> _Exercise_
Extract every line of the listing below verbatim, leaving the pictures out of your answer.

> _Task input_
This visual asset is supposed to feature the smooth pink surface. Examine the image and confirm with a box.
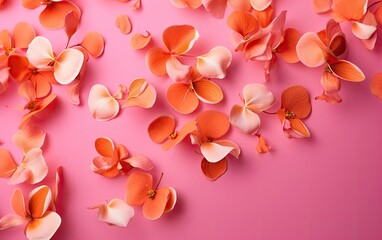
[0,0,382,240]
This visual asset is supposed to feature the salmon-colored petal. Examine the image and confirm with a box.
[123,154,154,171]
[296,32,327,67]
[22,0,41,9]
[0,149,17,178]
[125,172,153,206]
[94,137,114,157]
[202,0,227,18]
[92,198,134,227]
[13,22,36,48]
[115,14,132,35]
[88,84,120,121]
[25,212,61,239]
[196,110,230,140]
[81,32,105,58]
[330,60,365,82]
[200,142,234,163]
[290,118,310,138]
[170,0,202,9]
[65,11,80,42]
[313,0,332,13]
[192,80,224,104]
[39,1,81,29]
[167,83,199,114]
[162,120,197,151]
[229,105,261,135]
[201,158,227,181]
[281,86,312,119]
[250,0,272,11]
[163,25,199,55]
[26,36,55,68]
[130,32,152,49]
[370,73,382,100]
[351,20,377,40]
[243,83,276,113]
[142,188,171,220]
[12,126,46,154]
[0,214,28,231]
[227,11,259,39]
[166,56,192,82]
[196,46,232,79]
[146,47,171,77]
[332,0,368,22]
[28,185,52,218]
[277,28,301,63]
[256,135,271,153]
[147,115,175,143]
[54,48,84,85]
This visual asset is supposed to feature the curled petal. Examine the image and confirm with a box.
[88,84,119,121]
[196,46,232,79]
[115,14,132,35]
[89,198,134,227]
[163,25,199,55]
[130,32,152,49]
[370,73,382,100]
[81,32,105,58]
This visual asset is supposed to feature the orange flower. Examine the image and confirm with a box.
[22,0,81,29]
[277,86,312,138]
[191,110,240,180]
[126,172,176,220]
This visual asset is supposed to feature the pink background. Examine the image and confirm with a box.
[0,0,382,240]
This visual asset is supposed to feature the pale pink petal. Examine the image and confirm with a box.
[250,0,272,11]
[0,214,28,231]
[12,126,46,154]
[229,105,260,135]
[196,46,232,79]
[25,212,61,240]
[53,48,85,85]
[243,83,276,113]
[26,36,54,68]
[88,84,119,121]
[200,142,234,163]
[122,154,154,171]
[296,32,328,67]
[202,0,227,18]
[90,199,134,227]
[166,56,192,82]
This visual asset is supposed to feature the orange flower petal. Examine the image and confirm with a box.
[370,73,382,100]
[330,60,365,82]
[281,86,312,119]
[196,110,230,140]
[115,14,132,35]
[0,149,17,178]
[142,188,171,220]
[163,25,199,55]
[40,1,81,29]
[313,0,332,13]
[277,28,301,63]
[81,32,105,58]
[147,115,175,143]
[201,158,227,181]
[12,126,46,154]
[203,0,227,18]
[146,47,171,76]
[126,172,153,206]
[162,120,197,151]
[130,32,152,50]
[25,212,61,239]
[13,22,36,48]
[167,83,199,114]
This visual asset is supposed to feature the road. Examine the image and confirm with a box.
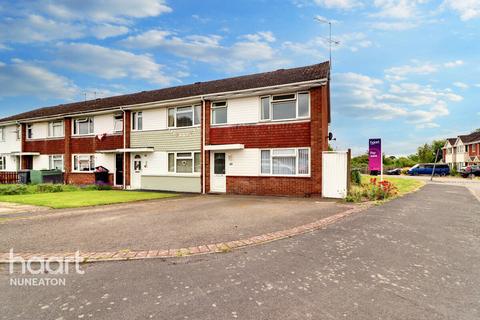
[0,184,480,320]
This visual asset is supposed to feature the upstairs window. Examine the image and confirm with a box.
[167,106,201,128]
[73,117,94,136]
[48,120,64,138]
[73,155,95,172]
[260,148,310,176]
[132,111,143,131]
[168,152,200,173]
[113,113,123,132]
[212,101,227,124]
[48,155,63,171]
[27,124,33,139]
[260,92,310,121]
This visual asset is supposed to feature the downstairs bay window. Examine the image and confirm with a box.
[260,148,310,176]
[73,155,95,172]
[168,152,200,174]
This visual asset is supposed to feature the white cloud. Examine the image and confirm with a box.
[453,81,470,89]
[35,0,172,22]
[443,0,480,21]
[91,23,129,39]
[56,43,176,85]
[121,30,289,72]
[332,73,463,128]
[0,15,85,43]
[443,60,463,68]
[0,59,78,99]
[314,0,362,10]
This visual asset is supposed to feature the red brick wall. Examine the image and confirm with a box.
[205,86,329,196]
[210,122,310,148]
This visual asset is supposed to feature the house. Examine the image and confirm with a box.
[0,62,330,196]
[443,132,480,170]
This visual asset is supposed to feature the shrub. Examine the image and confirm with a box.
[352,169,362,185]
[0,184,29,196]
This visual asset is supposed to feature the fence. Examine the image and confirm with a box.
[0,172,19,184]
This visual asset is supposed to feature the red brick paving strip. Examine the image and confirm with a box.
[0,204,371,264]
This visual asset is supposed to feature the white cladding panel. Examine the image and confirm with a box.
[142,108,167,130]
[225,148,260,176]
[94,113,114,134]
[227,96,260,124]
[0,126,22,153]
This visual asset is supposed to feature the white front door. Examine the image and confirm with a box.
[210,152,227,193]
[130,154,143,189]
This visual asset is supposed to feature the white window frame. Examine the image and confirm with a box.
[72,117,95,136]
[259,147,312,178]
[132,111,143,131]
[167,151,202,176]
[72,154,96,173]
[48,120,65,138]
[259,91,312,122]
[167,105,202,129]
[113,113,124,133]
[25,123,33,140]
[48,154,65,171]
[0,156,7,171]
[210,101,228,126]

> _Solution_
This visual asset is supposed to feature the smooth pink surface. Examine the image and confirm with a box.
[0,0,382,240]
This visual asset is supposed to feature the salmon-colored petal. Examine the image and confirm with a box.
[123,154,154,171]
[296,32,327,67]
[22,0,41,9]
[0,149,17,178]
[125,172,153,206]
[94,137,114,157]
[202,0,227,18]
[92,198,134,227]
[13,22,36,48]
[115,14,132,35]
[88,84,120,121]
[25,212,61,239]
[196,110,230,140]
[81,32,105,58]
[330,60,365,82]
[200,142,234,163]
[290,118,310,138]
[170,0,202,9]
[65,11,80,42]
[313,0,332,13]
[192,80,224,104]
[39,1,81,29]
[167,83,199,114]
[162,120,197,151]
[229,105,261,135]
[201,158,227,181]
[281,86,312,119]
[250,0,272,11]
[163,25,199,55]
[26,36,55,68]
[130,32,152,49]
[370,73,382,100]
[351,20,377,40]
[243,83,276,113]
[142,188,171,220]
[12,126,46,154]
[0,214,28,231]
[227,11,259,39]
[166,56,192,82]
[196,46,232,79]
[146,47,171,77]
[332,0,368,22]
[28,185,52,218]
[277,28,301,63]
[256,135,271,153]
[147,115,175,143]
[54,48,84,85]
This visual asset is supposed to feature the curled petal. Examine the image and confirm with a box.
[88,84,119,121]
[196,46,232,79]
[115,14,132,35]
[89,198,134,227]
[163,25,199,55]
[130,32,152,49]
[370,73,382,100]
[81,32,105,58]
This visual asset is supposed to feature the orange flower. Examine the image and confirm with a box.
[22,0,81,29]
[277,86,312,138]
[191,110,240,180]
[126,172,176,220]
This visual asset is supposed to feature the pink background. Examine the image and confirm with a box.
[0,0,382,240]
This visual asset is supposed to feature the pale pink petal. Examine the image and confirm with a box.
[250,0,272,11]
[0,214,28,231]
[12,126,46,154]
[229,105,260,135]
[196,46,232,79]
[25,212,61,240]
[53,48,85,85]
[243,83,276,113]
[26,36,54,68]
[88,84,119,121]
[200,142,234,163]
[122,154,154,171]
[296,32,328,67]
[202,0,227,18]
[90,199,134,227]
[166,56,192,82]
This visual asset is supposed to feature the orange flower petal. Examine the image and confirm with a box.
[370,73,382,100]
[330,60,365,82]
[281,86,312,119]
[196,110,230,140]
[115,14,132,35]
[0,149,17,178]
[142,188,171,220]
[163,25,199,55]
[40,1,81,29]
[313,0,332,13]
[277,28,301,63]
[81,32,105,58]
[147,115,175,143]
[201,158,227,181]
[12,126,46,154]
[203,0,227,18]
[146,47,171,76]
[126,172,153,206]
[162,120,197,151]
[130,32,152,50]
[25,212,61,239]
[13,22,36,48]
[167,83,199,114]
This visual asset is supposed to feature the road. Examine the image and confirm with a box.
[0,184,480,320]
This visual asset is supposed to feature the upstairs window. Examine the image and confirm with a box.
[167,106,201,128]
[73,117,94,136]
[48,120,64,138]
[73,155,95,172]
[260,148,310,176]
[132,111,143,131]
[168,152,200,173]
[113,113,123,132]
[212,101,227,124]
[48,155,63,171]
[27,124,33,139]
[260,92,310,121]
This visual asset is supposed to feature the downstairs bay window. Examine the image and confirm with a box.
[260,148,310,176]
[73,155,95,172]
[168,152,200,174]
This visual asset is supposed to feature the white cloud. Examine the image and confirm with a box.
[453,81,470,89]
[35,0,172,22]
[443,0,480,21]
[91,23,129,39]
[56,43,176,85]
[121,30,289,72]
[332,73,463,128]
[0,15,85,43]
[443,60,463,68]
[0,59,78,99]
[314,0,362,10]
This visual asset is supposed to feature the red brick wall. Examine the image and confirm with a box.
[205,86,329,196]
[210,122,310,148]
This visual asset is supposed to feature the house. Examine the image and confirm with a box.
[0,62,330,196]
[443,132,480,170]
This visual asset is supposed to feature the shrub. Examine the image and confirm with a box.
[352,169,362,185]
[0,184,29,196]
This visual asset is supposed to feature the fence. Examine the image and confirm with a box.
[0,172,19,184]
This visual asset is supposed to feature the red brick paving strip. Examine the image and confirm with a box.
[0,204,371,264]
This visual asset is supposed to feature the white cladding panel. Examine the image and confirm with a box.
[142,108,167,130]
[225,148,260,176]
[94,113,114,134]
[227,96,260,124]
[0,126,22,153]
This visual asset is supposed to feature the white front door. Examine the image and confirm with a box.
[210,152,227,193]
[130,154,143,189]
This visual asset is supposed to feature the white window frame. Examine the image and confirm with a box.
[72,117,95,136]
[259,147,312,178]
[132,111,143,131]
[167,151,202,176]
[72,154,96,173]
[48,120,65,138]
[259,91,312,122]
[167,105,202,129]
[113,113,124,133]
[25,123,33,140]
[48,154,65,171]
[0,156,7,171]
[210,101,228,126]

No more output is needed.